**CHALLENGE**
Reproduce every one of the rows below word for word, but omit the picture.
#### ENTRIES ####
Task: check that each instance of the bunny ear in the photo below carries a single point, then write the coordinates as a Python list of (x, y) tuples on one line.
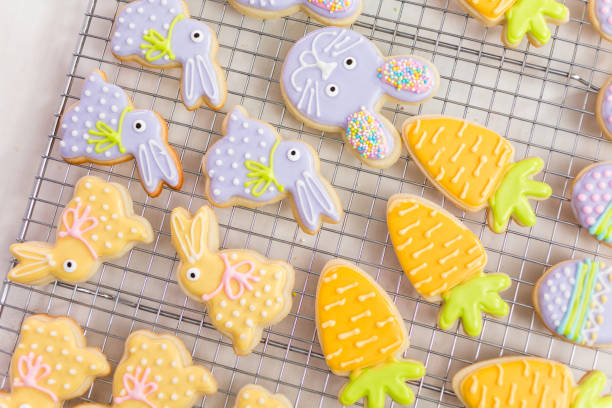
[(409, 79), (34, 263)]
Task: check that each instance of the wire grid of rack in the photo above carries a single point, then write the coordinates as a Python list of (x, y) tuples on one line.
[(542, 100)]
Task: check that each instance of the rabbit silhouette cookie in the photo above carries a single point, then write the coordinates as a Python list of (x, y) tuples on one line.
[(105, 128), (329, 12), (51, 364), (98, 224), (336, 80), (156, 371), (244, 291), (252, 166), (160, 34)]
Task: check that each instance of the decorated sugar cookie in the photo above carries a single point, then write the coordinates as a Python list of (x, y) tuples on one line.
[(330, 12), (105, 128), (363, 337), (572, 299), (160, 34), (156, 371), (473, 167), (529, 382), (254, 396), (522, 18), (253, 166), (97, 225), (244, 291), (444, 261), (592, 200), (51, 364), (336, 80)]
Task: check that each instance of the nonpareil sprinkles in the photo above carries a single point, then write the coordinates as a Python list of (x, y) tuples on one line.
[(406, 74), (364, 132)]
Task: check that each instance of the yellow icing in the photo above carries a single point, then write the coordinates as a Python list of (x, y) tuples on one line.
[(358, 323)]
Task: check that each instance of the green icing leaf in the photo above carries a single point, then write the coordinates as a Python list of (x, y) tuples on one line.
####
**ANSWER FOR THE TASK**
Task: check that each instance of the bunny ear in the photo below carries a single point, then write the coordinates as a Python list of (x, y) tuples on one line.
[(409, 79), (34, 263)]
Task: check that each instance of the wire grid of rack in the photo above carries a single point, then write the coordinates as a Python list of (x, y) tuples on one line.
[(542, 100)]
Task: check that each instance of the rabbit silhouette cookie in the photo above carries a single point, then write the coordinates as a Python list of (x, y) tuples on one line.
[(105, 128), (329, 12), (51, 364), (98, 224), (336, 80), (156, 371), (244, 291), (252, 166), (160, 34)]
Task: check that each instance of the decorated sugar cookie in the photo above carries a single point, then write the coordinates as a Python list of (x, y) tuples on one line.
[(330, 12), (105, 128), (363, 337), (572, 299), (160, 34), (156, 371), (473, 167), (529, 382), (254, 396), (522, 18), (253, 166), (97, 225), (244, 291), (444, 261), (592, 200), (51, 364), (336, 80)]
Task: check that each instance of the nonpareil sprinkles in the photo above carries a single point, then write the coordinates as a Python list of (x, y) tuples on one line.
[(406, 74), (364, 132)]
Task: check that each instance of the yellow icing in the photo above carries a single point, then write the coordinates as a Python list of (x, y) tuples on one line.
[(358, 323)]
Task: check that each instance of the green icing leaf in the photo above carries a single point, then write the coordinates as a Python list of (x, y) tuples on one line.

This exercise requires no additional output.